**TASK**. Rewrite the lines from the start through the line containing "xmin=206 ymin=112 xmax=454 ymax=355", both ends included, with every bounding-box coordinate in the answers raised by 26. Keep the requests, and leave the numbers in the requests and their sample coordinates unchanged.
————
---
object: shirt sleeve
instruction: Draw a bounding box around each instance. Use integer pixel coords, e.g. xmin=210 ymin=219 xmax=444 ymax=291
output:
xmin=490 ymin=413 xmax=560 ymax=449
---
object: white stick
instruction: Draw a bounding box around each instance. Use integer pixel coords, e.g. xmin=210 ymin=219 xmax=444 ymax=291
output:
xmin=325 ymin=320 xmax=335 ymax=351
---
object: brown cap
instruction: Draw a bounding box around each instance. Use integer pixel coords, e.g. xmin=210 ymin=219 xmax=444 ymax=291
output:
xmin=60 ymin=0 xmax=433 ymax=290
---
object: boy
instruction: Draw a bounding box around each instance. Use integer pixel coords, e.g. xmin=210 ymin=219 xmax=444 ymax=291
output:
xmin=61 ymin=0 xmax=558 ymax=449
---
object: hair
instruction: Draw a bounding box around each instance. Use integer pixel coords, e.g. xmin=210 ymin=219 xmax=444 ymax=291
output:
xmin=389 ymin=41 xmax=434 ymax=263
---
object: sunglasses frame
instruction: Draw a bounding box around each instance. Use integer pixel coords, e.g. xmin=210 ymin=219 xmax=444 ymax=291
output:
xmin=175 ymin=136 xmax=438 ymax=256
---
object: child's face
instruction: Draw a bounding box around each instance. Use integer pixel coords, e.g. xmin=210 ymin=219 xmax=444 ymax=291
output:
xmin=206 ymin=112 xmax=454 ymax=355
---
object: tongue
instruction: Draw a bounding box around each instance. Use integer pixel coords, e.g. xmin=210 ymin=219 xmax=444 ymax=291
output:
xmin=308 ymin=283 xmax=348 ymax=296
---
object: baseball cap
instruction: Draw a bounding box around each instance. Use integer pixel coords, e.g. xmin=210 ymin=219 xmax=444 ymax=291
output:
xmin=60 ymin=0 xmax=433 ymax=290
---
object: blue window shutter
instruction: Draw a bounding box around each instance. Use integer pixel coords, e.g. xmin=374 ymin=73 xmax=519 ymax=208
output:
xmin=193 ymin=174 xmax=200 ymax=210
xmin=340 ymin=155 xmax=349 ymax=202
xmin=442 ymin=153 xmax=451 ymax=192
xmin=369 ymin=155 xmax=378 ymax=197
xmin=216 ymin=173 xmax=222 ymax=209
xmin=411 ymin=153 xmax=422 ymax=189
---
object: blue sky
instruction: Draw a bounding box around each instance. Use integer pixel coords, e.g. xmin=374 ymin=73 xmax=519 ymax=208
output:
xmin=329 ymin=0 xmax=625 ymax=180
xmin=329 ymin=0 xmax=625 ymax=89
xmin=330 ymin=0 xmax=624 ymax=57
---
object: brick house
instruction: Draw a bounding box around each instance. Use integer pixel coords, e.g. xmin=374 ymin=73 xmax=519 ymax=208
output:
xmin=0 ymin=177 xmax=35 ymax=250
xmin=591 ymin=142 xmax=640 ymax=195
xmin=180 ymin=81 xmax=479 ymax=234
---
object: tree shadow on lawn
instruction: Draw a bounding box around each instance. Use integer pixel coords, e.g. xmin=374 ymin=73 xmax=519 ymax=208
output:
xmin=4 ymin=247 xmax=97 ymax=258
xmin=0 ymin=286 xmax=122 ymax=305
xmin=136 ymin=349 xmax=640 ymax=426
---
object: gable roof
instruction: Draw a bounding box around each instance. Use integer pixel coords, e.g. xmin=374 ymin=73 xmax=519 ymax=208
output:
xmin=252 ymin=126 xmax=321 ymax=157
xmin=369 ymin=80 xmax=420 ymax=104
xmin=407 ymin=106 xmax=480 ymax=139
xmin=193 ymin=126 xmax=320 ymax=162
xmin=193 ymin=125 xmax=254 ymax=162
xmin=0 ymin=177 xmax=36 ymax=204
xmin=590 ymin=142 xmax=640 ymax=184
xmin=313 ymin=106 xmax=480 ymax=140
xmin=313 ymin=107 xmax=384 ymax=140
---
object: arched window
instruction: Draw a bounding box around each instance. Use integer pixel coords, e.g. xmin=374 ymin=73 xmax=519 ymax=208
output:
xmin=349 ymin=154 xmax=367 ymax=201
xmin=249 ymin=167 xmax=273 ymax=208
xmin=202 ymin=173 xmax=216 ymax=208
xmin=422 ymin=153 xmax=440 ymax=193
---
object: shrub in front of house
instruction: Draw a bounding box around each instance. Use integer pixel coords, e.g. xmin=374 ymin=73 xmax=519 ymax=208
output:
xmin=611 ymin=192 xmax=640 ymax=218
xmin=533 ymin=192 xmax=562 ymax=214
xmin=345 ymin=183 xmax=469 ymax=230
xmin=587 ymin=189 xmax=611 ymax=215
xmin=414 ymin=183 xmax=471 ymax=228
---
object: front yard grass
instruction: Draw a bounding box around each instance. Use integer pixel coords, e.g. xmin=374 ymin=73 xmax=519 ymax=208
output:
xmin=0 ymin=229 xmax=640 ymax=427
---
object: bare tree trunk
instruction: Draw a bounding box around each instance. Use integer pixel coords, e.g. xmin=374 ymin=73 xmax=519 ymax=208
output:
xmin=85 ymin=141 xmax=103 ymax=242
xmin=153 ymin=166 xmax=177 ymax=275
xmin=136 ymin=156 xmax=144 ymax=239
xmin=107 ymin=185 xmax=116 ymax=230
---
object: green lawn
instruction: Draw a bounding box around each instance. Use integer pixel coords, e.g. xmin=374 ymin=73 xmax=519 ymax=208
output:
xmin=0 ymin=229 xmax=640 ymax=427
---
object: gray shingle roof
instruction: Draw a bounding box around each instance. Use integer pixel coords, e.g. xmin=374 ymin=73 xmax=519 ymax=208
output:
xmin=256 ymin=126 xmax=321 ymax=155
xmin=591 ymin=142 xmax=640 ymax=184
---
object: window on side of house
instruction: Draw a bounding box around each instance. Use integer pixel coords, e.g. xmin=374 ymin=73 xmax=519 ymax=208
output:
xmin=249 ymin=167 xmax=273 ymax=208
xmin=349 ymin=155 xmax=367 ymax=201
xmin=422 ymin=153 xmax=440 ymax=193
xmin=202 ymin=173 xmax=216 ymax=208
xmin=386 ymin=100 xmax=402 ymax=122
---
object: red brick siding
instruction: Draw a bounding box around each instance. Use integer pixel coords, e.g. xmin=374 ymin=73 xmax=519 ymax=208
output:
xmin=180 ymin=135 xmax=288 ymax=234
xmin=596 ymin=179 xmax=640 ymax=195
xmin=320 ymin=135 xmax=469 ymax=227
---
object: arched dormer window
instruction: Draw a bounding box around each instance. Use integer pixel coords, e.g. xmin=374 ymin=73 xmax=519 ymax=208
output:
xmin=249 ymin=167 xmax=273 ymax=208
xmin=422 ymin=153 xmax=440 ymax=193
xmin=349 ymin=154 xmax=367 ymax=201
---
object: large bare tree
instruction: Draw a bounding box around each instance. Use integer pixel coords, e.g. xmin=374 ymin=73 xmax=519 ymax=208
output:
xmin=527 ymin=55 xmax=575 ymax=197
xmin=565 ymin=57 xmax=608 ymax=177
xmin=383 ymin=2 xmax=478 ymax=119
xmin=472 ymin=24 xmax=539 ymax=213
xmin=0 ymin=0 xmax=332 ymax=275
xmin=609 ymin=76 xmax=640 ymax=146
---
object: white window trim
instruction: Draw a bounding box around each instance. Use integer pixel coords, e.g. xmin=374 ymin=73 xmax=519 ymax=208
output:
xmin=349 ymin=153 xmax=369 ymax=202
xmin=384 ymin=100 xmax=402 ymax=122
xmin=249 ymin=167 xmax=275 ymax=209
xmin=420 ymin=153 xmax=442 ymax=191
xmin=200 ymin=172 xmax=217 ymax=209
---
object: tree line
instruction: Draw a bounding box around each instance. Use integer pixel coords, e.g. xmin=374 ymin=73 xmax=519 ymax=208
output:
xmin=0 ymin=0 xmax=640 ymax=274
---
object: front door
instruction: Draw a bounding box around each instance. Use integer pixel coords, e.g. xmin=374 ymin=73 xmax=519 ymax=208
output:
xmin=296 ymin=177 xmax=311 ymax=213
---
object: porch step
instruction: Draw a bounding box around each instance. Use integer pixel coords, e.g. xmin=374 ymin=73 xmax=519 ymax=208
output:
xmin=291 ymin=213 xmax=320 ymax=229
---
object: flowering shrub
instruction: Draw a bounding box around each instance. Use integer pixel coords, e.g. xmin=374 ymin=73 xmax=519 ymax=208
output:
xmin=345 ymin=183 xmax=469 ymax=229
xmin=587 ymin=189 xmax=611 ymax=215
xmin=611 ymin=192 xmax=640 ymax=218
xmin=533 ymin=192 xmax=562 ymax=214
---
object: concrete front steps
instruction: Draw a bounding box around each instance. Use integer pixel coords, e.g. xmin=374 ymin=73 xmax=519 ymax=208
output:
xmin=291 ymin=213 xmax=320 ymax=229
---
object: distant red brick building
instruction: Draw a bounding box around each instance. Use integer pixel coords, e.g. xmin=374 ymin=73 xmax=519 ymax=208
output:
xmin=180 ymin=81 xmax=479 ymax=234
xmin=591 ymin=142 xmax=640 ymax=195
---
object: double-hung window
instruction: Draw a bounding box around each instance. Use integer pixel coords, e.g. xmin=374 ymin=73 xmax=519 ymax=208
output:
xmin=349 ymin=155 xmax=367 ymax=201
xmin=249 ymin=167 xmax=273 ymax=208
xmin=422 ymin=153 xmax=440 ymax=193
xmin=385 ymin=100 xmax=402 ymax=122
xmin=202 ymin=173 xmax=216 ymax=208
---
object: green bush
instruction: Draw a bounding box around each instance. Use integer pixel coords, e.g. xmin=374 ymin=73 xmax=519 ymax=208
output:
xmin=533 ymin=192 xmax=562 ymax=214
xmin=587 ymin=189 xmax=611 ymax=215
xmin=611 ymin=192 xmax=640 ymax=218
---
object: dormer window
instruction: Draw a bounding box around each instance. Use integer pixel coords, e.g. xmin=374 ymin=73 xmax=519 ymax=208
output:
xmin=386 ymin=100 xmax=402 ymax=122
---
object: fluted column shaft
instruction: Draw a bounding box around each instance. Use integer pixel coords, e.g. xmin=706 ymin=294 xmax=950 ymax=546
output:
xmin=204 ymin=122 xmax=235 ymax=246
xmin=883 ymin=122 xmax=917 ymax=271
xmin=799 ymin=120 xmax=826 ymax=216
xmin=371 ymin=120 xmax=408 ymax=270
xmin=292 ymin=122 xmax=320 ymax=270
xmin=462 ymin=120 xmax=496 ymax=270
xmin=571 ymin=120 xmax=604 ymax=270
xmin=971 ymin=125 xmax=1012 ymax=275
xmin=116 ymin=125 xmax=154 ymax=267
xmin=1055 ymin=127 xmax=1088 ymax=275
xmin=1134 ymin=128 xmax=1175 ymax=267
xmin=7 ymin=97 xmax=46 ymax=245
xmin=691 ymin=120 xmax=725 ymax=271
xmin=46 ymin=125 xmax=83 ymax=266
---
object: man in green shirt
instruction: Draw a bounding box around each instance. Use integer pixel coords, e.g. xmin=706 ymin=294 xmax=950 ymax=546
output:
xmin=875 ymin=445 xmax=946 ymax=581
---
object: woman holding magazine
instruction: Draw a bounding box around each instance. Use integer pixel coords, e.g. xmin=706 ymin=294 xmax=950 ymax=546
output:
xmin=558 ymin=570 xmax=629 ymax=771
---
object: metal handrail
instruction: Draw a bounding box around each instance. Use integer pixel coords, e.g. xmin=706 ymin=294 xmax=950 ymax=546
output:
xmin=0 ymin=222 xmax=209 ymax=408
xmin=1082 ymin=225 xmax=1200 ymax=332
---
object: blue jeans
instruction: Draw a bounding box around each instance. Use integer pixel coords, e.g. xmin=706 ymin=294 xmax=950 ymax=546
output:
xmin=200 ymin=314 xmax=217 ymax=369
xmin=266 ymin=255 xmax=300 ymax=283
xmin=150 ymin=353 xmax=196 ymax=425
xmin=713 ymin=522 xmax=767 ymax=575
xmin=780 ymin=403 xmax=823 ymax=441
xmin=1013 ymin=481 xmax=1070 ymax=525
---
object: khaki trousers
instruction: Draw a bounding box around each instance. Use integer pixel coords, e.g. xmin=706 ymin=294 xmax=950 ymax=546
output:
————
**REPLY**.
---
object: shirt sleeve
instruction: Draw a bounding box around each instance. Use integer pixel coords, e.g. xmin=210 ymin=219 xmax=444 ymax=291
output:
xmin=516 ymin=439 xmax=586 ymax=475
---
object: white stick
instruction: Draw a bounding box around each instance. Use integer pixel coords, e.g. xmin=210 ymin=219 xmax=444 ymax=291
output:
xmin=351 ymin=346 xmax=361 ymax=377
---
object: brown cap
instruction: Draw a bounding box around each instance. Use integer pixel coords, e.g. xmin=210 ymin=219 xmax=444 ymax=291
output:
xmin=86 ymin=26 xmax=459 ymax=316
---
object: boy
instruction: Draw a bounding box around each instance. Use integer pixel coords, e.g. xmin=210 ymin=219 xmax=444 ymax=291
output:
xmin=87 ymin=26 xmax=584 ymax=475
---
object: hair
instruction: Draw a bounding box around each instance. Use integer pixel coords, e.g. xmin=210 ymin=219 xmax=444 ymax=291
output:
xmin=415 ymin=67 xmax=460 ymax=289
---
object: sunglasses frame
instruction: Draw a bounding box around each instance. Use integer pixel coords, e.g. xmin=210 ymin=219 xmax=444 ymax=291
output:
xmin=201 ymin=162 xmax=464 ymax=282
---
object: child's face
instruction: Draw a bounding box around each instance. Use integer pixel coords, e.g. xmin=210 ymin=219 xmax=444 ymax=291
output:
xmin=232 ymin=138 xmax=480 ymax=381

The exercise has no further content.